▸ Trabajo requerido: Prosigue el texto sobre Viena que aparece más abajo, empezando después de su última oración.

▸ Texto dado:
En el Prater hay todas las tardes unos millares de ciudadanos que llenan alegremente los cinematógrafos, las montañas rusas, los carruseles, los columpios, las barcas del lago, las barracas de los fenómenos, las cien diversiones que han hecho del Prater la feria más famosa del mundo. Pero la pregunta sigue siendo, angustiosa: ¿De qué vive toda esta gente?

Viena es, hoy día, la ciudad más confusa de Europa. No hay modo de explicarse lógicamente sus contradicciones, su apariencia fastuosa y su miseria íntima, sus palacios, sus museos, sus porcelanas y su orfebrería al lado de estas gentes mal alimentadas y estas muchachitas graciosas con las piernas desnudas porque no hay medias. Viena católica, socialista, fascista. Viena ciudad imperial y mendicante es hoy el gran enigma de Europa.

El tono de Viena no se explica más que al pensar que es una ciudad que está viviendo a costa del pasado. Viena tiene, efectivamente, un ritmo viejo, un ritmo que ya no se usa. En sus cabarets se bailan valses vieneses todavía, aunque instrumentados por los jazz-bands. En las películas vienesas hay aún unas muchachitas ligeras de cascos que se enamoran fácilmente de unos apuestos oficiales; en general, el amor conserva aquí aquella espiritualidad artificiosa, aquel tono frívolo y sentimental de antes de la guerra que ya no se encuentra ni en París ni en Berlín. Donde las cosas tienen hoy una dureza y una netitud implacables.

La vida galante de Viena conserva, estilizado, el ritmo de la opereta. Europa se americaniza, se charlestoniza. Los negros han tomado París, y Berlín es una colonia yanqui. Viena es lo único europeo que queda en Europa. Mientras las chicas berlinesas juegan terribles partidos de fútbol o reman hasta destrozarse las manos en las piraguas del Wannsee y las parisinas rinden pleitesía a Josefina Baker y a las troupes de girls norteamericanas, las muchachitas vienesas siguen llevando el «tempo lento» y ceremonioso de la frivolidad europea, aquellas buenas maneras de la cortesanía, aquel artificio sentimental que hacía aparecer a las mujeres como joyas fragilísimas, protegidas por costosos estuches de sedas y pieles. Frente a la desnudez centroafricana de una negra con unos plátanos colgados de la cintura que triunfa en París y el sucinto traje de baño de las norteamericanas que han adoptado como uniforme las muchachas deportivas de Alemania, estas madamitas vienesas arrebujadas en sedas, con sus coqueterías y sus resabios vagamente sentimentales, son la supervivencia del viejo sentido europeo del amor. Esto explica aquel ruidoso fracaso de Josefina Baker en Viena, donde estuvo a punto de ser linchada por la multitud.

▸ Datos mostrados:
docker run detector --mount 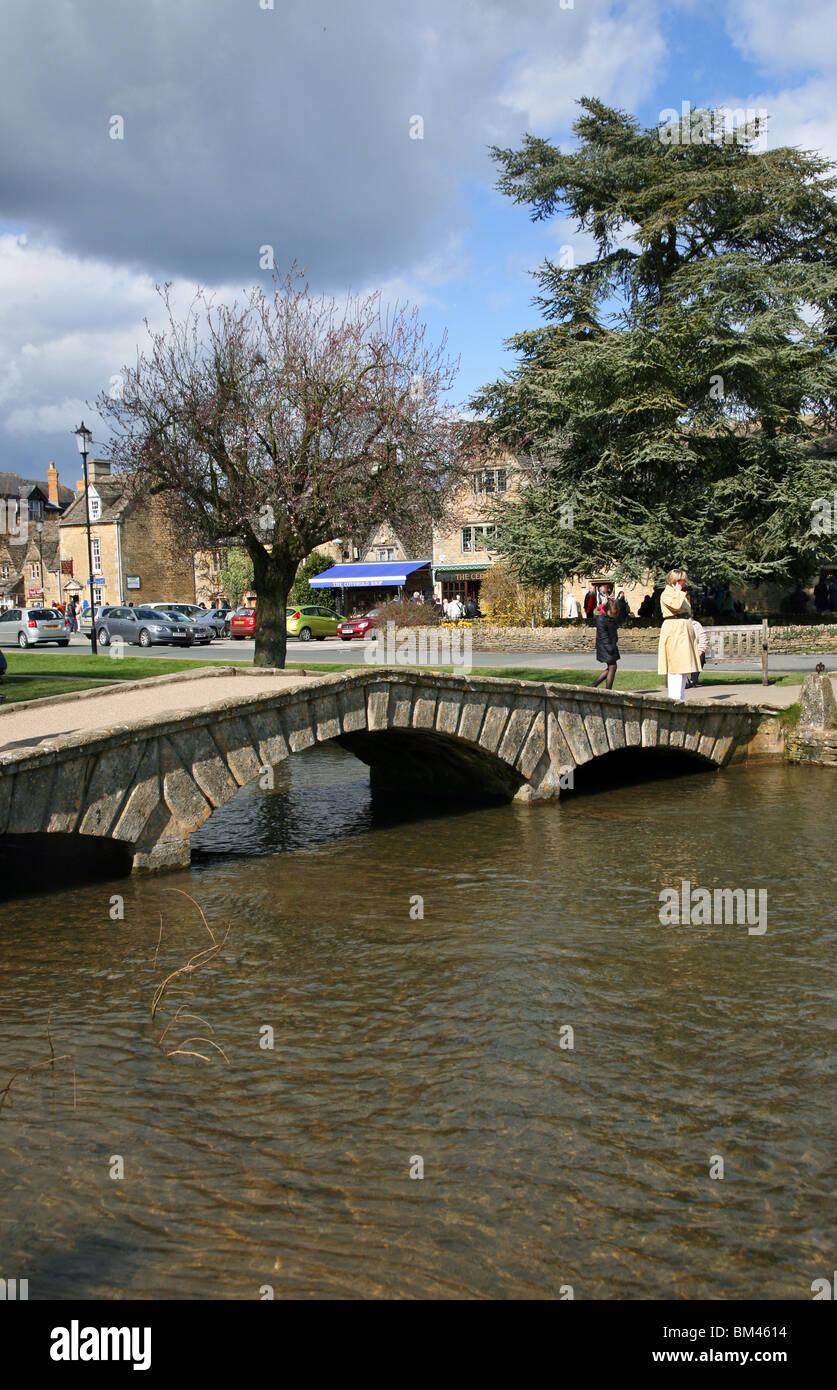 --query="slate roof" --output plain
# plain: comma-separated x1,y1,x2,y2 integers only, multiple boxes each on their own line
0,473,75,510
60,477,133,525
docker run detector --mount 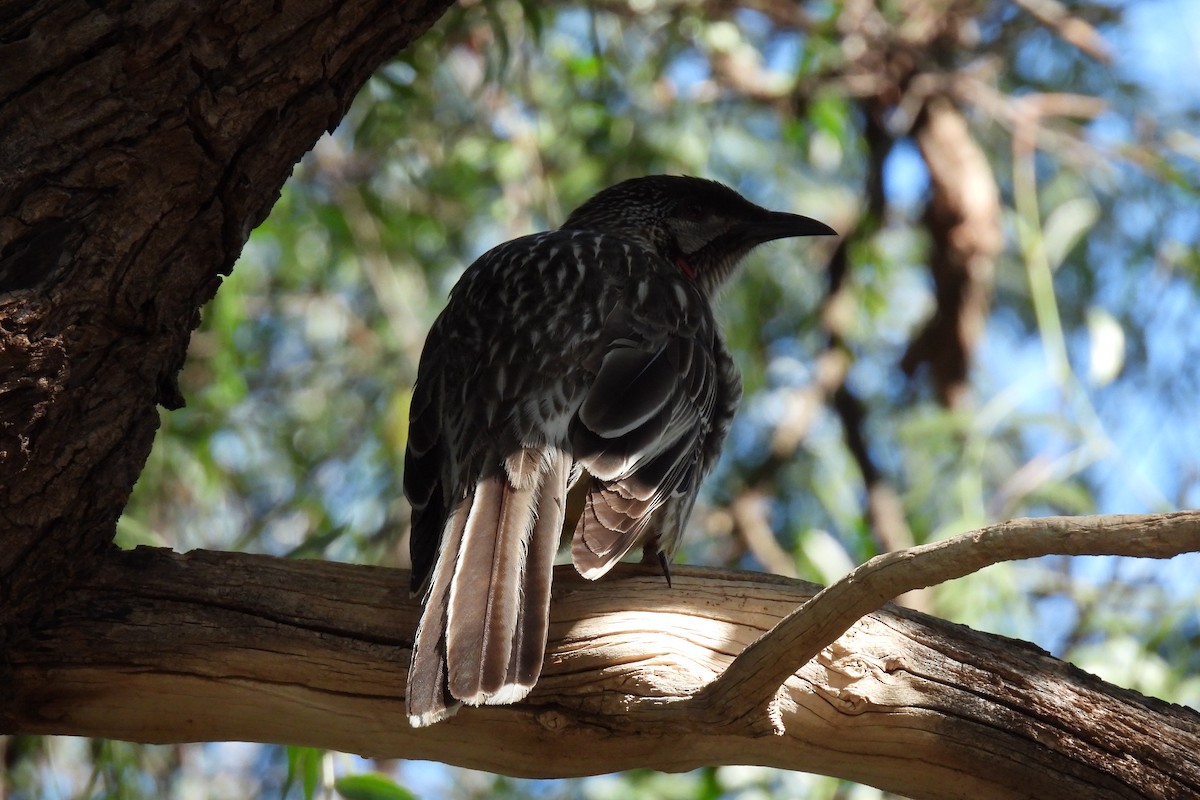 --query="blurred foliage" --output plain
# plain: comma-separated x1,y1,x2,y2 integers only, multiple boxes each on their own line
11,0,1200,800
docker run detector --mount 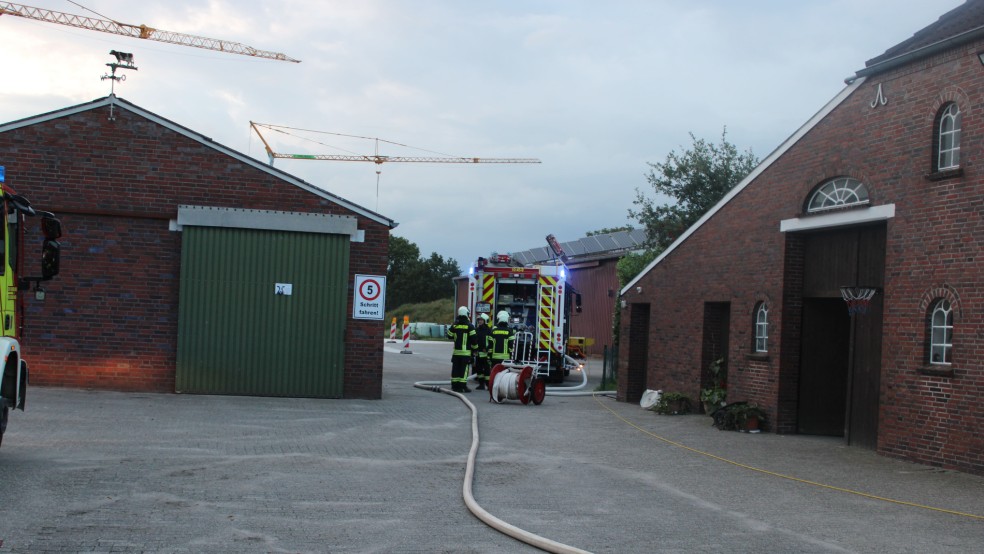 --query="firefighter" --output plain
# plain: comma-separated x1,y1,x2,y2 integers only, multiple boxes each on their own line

==

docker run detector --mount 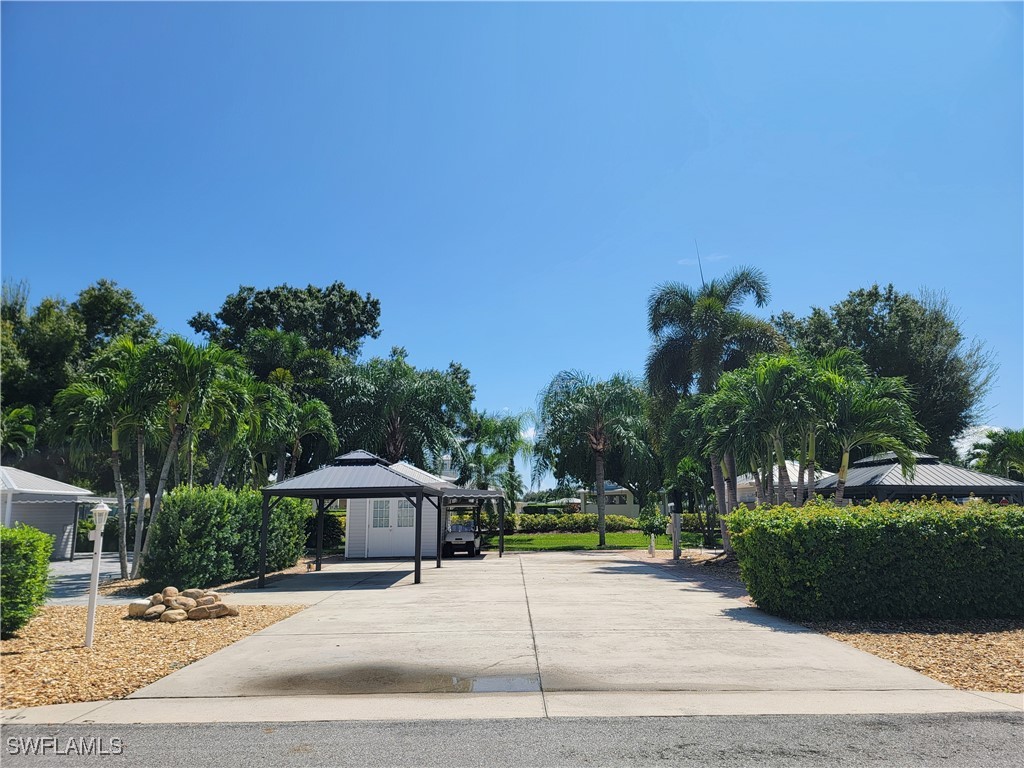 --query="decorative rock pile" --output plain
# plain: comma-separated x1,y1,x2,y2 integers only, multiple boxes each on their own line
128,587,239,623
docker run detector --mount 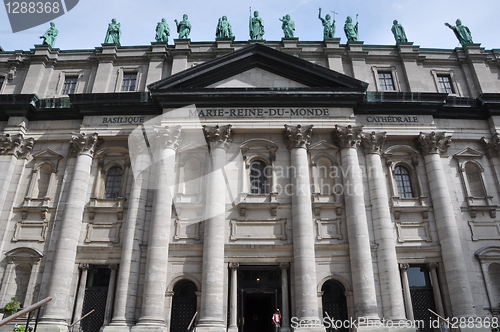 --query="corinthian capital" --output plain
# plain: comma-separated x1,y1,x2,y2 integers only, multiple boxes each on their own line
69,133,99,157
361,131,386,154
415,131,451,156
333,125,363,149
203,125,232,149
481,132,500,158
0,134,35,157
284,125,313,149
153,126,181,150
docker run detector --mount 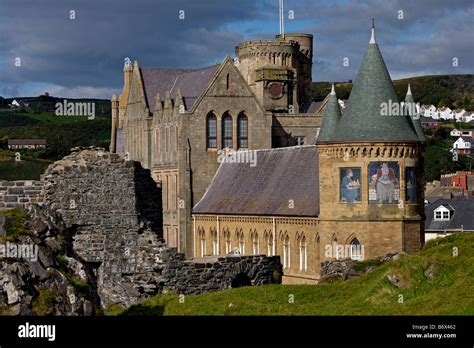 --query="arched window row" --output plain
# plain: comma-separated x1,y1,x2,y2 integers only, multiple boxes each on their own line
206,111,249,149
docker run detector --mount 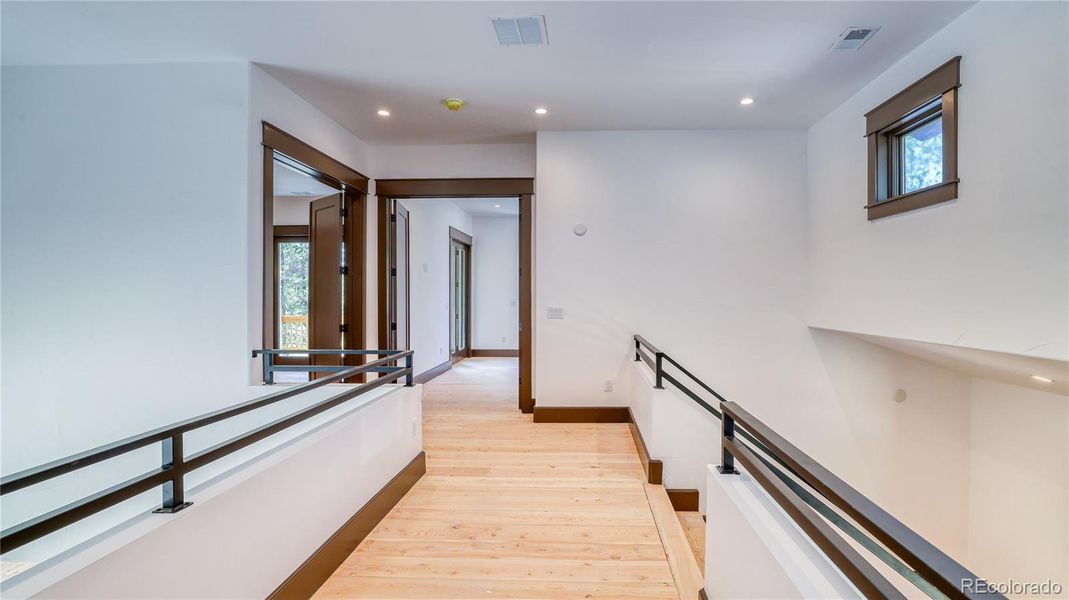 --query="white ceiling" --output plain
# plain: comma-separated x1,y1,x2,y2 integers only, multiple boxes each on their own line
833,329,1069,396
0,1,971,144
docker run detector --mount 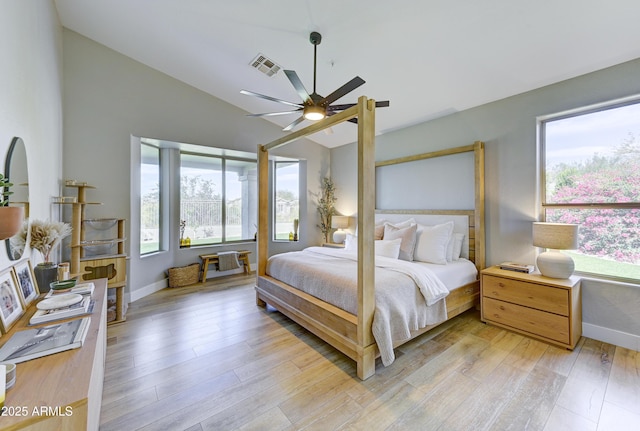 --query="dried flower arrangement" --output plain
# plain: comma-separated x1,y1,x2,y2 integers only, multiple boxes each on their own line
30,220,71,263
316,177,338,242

--

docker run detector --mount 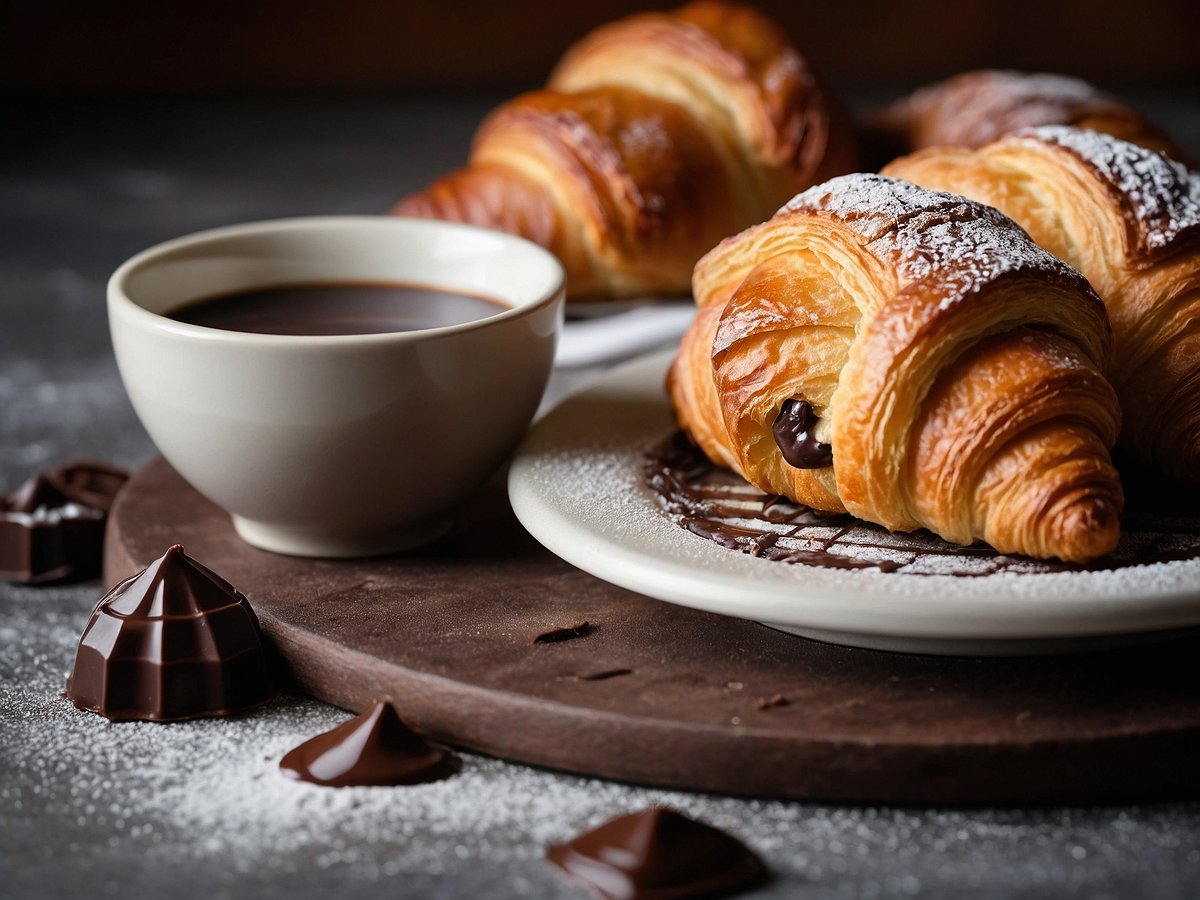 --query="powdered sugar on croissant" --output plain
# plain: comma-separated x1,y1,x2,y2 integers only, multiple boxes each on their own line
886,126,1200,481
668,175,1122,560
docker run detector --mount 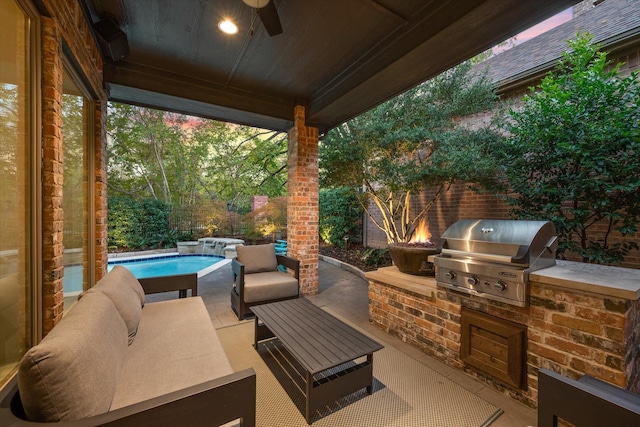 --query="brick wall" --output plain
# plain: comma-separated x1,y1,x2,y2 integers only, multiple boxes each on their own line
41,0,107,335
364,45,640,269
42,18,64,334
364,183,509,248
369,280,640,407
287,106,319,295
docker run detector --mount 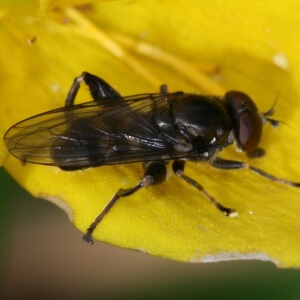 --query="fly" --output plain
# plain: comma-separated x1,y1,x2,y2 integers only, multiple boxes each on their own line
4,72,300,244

▸ Resultado de tarea:
Y es que Viena y sus muchachitas es una de las pocas cosas que nos van quedando del viejo espíritu europeo después del tirón hacia la selva que nos están dando los americanos.

Salimos del aeródromo de Viena en dirección a Venecia con un día de viento y niebla nada grato, sobre todo al pensar que habíamos de atravesar los Alpes. Pero la aviación comercial aspira a funcionar con la misma regularidad que los servicios ferroviarios, y los fenómenos atmosféricos han sido teóricamente suprimidos. Los aviones correos vuelan a la hora fijada con viento, niebla, nieve o tempestad.

A los cincuenta kilómetros del aeródromo pasamos sobre Wiener Neustadt, el gran centro industrial atravesado por numerosas líneas ferroviarias que allí se entrecruzan, y poco después nos adentramos en la región montañosa, envuelta en una niebla espesa, que el avión perfora bravamente.

Metidos ya en el corazón de las montañas, tropezamos con una barrera infranqueable. El piloto tuerce el rumbo e intenta bordear la zona tormentosa caminando primero hacia el Norte y después hacia el Sur. Las tentativas son inútiles. Remontamos el vuelo hasta una altura de dos mil quinientos metros. Inútil también. Entonces procuramos pasar por debajo de la turbonada, y el piloto pone a prueba nuestros nervios abatiéndose hasta el fondo de los valles y trepando por la falda de las montañas para atravesarlas rozando las copas de los árboles y los picachos de las crestas. Hay un momento en el que, por un desgarrón de la niebla, asoma a poca distancia ya la ingente masa de una montaña, contra la que estamos a punto de estrellarnos.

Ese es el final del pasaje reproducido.